### EXERCISE DATA
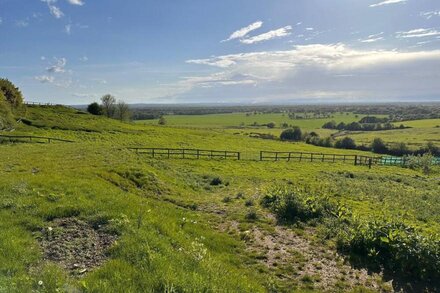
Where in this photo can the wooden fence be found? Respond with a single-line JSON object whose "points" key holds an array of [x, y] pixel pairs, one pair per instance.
{"points": [[31, 138], [319, 157], [188, 153]]}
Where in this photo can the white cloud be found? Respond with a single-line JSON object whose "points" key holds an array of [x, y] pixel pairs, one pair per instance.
{"points": [[54, 10], [58, 66], [68, 29], [372, 38], [319, 70], [387, 2], [241, 33], [22, 23], [45, 79], [418, 33], [76, 2], [430, 14], [279, 33]]}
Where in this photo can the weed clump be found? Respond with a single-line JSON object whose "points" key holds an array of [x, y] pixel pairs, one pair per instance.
{"points": [[393, 246], [291, 205], [216, 181]]}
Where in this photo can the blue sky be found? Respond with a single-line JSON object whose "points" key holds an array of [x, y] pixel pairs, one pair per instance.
{"points": [[192, 51]]}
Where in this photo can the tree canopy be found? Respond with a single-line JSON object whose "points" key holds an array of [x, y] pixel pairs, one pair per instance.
{"points": [[11, 93]]}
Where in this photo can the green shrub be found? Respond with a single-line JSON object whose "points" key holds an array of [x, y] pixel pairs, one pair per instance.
{"points": [[393, 246], [6, 117], [11, 93], [292, 205], [216, 181], [293, 134]]}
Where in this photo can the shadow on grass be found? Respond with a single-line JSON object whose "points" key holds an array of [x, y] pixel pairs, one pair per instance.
{"points": [[401, 282]]}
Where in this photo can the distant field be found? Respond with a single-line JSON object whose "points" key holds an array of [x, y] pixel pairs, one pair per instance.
{"points": [[237, 119], [421, 133]]}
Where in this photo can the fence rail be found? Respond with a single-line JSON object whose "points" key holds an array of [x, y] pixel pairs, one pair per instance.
{"points": [[188, 153], [31, 138]]}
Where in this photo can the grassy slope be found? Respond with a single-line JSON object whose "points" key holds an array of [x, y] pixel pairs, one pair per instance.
{"points": [[39, 182]]}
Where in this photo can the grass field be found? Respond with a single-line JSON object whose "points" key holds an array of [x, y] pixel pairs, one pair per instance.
{"points": [[421, 132], [176, 230]]}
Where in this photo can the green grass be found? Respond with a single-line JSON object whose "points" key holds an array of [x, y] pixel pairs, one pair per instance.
{"points": [[166, 211]]}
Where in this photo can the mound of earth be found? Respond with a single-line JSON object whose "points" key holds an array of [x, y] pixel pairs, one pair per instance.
{"points": [[75, 245]]}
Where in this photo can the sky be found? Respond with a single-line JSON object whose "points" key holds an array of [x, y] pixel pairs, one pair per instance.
{"points": [[229, 51]]}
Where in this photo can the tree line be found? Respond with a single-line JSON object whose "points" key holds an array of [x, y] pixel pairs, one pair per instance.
{"points": [[377, 146], [11, 101], [110, 108]]}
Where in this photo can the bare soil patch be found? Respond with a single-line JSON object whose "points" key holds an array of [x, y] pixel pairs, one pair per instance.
{"points": [[75, 245]]}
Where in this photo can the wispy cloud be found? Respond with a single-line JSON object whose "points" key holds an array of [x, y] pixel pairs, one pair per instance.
{"points": [[324, 70], [76, 2], [22, 23], [54, 10], [243, 32], [68, 29], [387, 2], [58, 66], [430, 14], [45, 78], [418, 33], [278, 33], [373, 38]]}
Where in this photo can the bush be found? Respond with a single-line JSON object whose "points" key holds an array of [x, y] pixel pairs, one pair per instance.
{"points": [[425, 162], [6, 117], [292, 134], [291, 205], [216, 181], [378, 146], [95, 109], [346, 143], [393, 246], [11, 93], [271, 125]]}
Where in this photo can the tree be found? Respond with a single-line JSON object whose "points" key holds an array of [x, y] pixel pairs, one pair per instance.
{"points": [[162, 121], [292, 134], [345, 143], [330, 125], [108, 105], [95, 109], [6, 117], [122, 111], [11, 93], [378, 146]]}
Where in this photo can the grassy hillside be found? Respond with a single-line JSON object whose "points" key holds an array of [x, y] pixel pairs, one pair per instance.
{"points": [[167, 225]]}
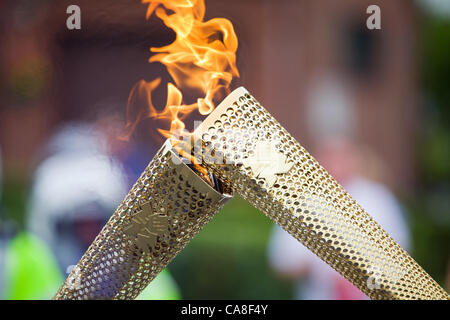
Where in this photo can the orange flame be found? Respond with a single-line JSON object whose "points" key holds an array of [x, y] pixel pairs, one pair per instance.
{"points": [[202, 59]]}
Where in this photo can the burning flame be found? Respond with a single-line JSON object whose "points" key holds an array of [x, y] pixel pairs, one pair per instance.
{"points": [[202, 59]]}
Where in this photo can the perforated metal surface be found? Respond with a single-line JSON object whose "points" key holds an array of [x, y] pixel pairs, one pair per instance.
{"points": [[270, 169], [164, 210]]}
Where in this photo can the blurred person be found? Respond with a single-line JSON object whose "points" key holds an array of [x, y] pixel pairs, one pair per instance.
{"points": [[75, 190], [331, 121], [28, 269]]}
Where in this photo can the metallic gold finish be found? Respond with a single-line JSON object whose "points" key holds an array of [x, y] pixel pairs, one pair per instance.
{"points": [[297, 193], [168, 205]]}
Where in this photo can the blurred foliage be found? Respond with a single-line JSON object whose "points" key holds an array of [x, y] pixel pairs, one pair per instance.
{"points": [[435, 81], [228, 258], [430, 208], [28, 80]]}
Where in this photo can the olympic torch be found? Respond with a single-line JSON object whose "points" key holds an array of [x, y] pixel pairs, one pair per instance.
{"points": [[246, 148], [167, 206]]}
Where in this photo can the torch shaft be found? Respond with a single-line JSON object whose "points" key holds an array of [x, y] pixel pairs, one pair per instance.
{"points": [[165, 209], [246, 147]]}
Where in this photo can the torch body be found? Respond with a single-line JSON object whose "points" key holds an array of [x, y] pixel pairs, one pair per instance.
{"points": [[246, 147], [165, 209]]}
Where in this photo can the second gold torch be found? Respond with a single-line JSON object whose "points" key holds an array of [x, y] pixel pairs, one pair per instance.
{"points": [[246, 147], [165, 209]]}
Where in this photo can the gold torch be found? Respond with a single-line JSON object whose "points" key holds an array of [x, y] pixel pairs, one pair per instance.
{"points": [[245, 147], [238, 148], [165, 209]]}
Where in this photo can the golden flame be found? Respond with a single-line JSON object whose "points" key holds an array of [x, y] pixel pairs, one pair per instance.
{"points": [[201, 60]]}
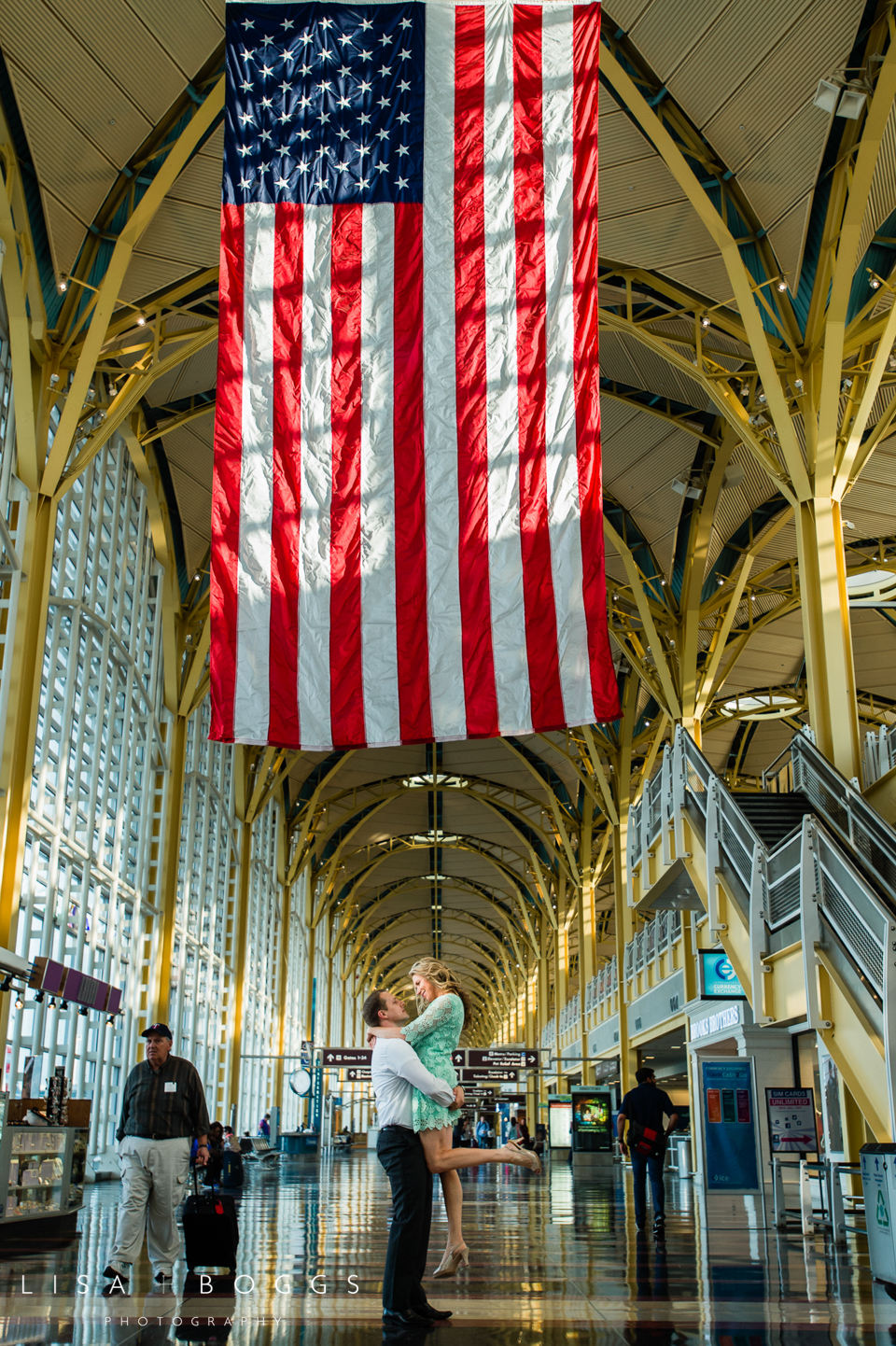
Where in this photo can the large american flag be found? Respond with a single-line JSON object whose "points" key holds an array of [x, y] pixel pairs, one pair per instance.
{"points": [[407, 516]]}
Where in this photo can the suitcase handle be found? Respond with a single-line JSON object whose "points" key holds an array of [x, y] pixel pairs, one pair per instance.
{"points": [[195, 1182]]}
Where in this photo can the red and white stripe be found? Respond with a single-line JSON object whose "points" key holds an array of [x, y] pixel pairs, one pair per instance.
{"points": [[407, 512]]}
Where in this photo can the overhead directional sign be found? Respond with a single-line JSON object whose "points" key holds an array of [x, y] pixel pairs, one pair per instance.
{"points": [[488, 1077], [339, 1057], [498, 1059]]}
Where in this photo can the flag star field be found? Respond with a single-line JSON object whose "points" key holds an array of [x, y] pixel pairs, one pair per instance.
{"points": [[407, 504]]}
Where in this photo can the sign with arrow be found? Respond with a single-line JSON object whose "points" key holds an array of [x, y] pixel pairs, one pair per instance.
{"points": [[335, 1059], [497, 1059], [505, 1059], [493, 1077]]}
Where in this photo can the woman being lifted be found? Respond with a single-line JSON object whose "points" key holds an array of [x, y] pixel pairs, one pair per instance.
{"points": [[442, 1007]]}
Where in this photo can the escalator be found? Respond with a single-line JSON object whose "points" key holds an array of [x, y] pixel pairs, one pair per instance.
{"points": [[799, 886]]}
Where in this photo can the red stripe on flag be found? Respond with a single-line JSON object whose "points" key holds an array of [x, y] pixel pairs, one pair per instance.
{"points": [[469, 350], [411, 484], [585, 50], [532, 301], [225, 490], [287, 484], [346, 681]]}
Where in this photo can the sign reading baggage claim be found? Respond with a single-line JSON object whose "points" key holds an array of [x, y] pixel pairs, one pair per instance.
{"points": [[497, 1059]]}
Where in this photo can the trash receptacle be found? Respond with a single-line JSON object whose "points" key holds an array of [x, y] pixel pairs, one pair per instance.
{"points": [[682, 1155], [878, 1190]]}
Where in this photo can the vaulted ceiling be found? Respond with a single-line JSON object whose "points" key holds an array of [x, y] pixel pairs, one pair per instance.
{"points": [[94, 96]]}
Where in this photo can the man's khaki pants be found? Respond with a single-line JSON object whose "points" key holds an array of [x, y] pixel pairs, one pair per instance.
{"points": [[154, 1175]]}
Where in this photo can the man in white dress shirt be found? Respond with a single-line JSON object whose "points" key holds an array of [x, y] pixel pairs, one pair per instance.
{"points": [[396, 1072]]}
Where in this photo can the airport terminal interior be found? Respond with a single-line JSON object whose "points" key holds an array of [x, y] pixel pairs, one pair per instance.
{"points": [[704, 886]]}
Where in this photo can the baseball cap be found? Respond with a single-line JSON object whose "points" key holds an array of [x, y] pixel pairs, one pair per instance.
{"points": [[158, 1027]]}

### YOUR INSTRUCTIONS
Each line from the one containing "Where in this photo can the baseball" to the end of the listing above must be printed exactly, and no other line may appear.

### FINISHED EXERCISE
Where in this photo can the baseball cap be found? Respond with a single-line JSON object whose "points" key holds an array of [x, y] pixel pairs, one pair per instance.
{"points": [[158, 1027]]}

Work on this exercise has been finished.